- **EXERCISE REQUIREMENTS**
Which lines of the records contain "door"? Collect every one of them.

*** RECORDS PROVIDED ***

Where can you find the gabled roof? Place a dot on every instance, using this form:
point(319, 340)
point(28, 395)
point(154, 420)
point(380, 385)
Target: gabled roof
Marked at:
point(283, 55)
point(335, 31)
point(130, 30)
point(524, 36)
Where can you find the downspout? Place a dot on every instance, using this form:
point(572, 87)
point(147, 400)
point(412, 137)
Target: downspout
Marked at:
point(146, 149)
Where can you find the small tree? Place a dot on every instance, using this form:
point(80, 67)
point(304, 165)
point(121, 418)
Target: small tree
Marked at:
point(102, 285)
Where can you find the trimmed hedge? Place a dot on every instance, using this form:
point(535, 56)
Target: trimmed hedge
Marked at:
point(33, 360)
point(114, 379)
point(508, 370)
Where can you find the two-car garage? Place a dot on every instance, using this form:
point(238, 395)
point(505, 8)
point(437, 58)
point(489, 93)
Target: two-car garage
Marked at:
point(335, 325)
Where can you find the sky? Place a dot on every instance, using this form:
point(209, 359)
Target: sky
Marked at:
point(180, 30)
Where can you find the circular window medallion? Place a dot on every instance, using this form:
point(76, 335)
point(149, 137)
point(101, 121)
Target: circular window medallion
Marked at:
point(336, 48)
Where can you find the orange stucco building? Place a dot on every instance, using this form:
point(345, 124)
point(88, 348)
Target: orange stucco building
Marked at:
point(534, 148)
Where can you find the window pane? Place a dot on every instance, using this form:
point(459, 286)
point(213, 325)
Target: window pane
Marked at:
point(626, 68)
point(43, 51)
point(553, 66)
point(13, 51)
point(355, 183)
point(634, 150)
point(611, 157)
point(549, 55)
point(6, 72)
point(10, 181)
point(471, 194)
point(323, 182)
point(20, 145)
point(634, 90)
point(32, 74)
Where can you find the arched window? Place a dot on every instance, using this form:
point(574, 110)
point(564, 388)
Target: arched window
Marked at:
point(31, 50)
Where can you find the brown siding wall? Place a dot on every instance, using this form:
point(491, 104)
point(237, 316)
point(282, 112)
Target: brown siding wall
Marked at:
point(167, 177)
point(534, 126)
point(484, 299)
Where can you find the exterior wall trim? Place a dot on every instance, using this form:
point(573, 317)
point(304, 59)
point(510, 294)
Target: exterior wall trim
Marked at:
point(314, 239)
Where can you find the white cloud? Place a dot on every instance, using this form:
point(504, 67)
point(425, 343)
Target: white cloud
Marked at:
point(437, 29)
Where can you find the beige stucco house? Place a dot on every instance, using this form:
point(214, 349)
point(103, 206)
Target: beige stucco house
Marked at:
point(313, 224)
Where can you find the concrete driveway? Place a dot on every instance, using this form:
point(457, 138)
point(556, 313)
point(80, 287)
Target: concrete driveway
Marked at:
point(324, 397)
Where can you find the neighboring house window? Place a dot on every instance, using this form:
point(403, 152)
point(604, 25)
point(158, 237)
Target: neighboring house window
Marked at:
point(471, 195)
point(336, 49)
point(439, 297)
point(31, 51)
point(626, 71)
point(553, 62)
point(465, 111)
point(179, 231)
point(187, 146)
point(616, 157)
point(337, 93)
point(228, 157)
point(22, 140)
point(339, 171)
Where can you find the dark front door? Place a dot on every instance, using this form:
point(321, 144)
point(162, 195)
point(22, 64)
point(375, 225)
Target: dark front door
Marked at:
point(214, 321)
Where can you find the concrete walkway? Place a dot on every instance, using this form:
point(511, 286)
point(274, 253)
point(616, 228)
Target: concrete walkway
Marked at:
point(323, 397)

*** End of RECORDS PROVIDED ***

- **EXERCISE OUTPUT**
Where can you find the dark front door? Place a dot on every instance, using this form:
Target: dark front door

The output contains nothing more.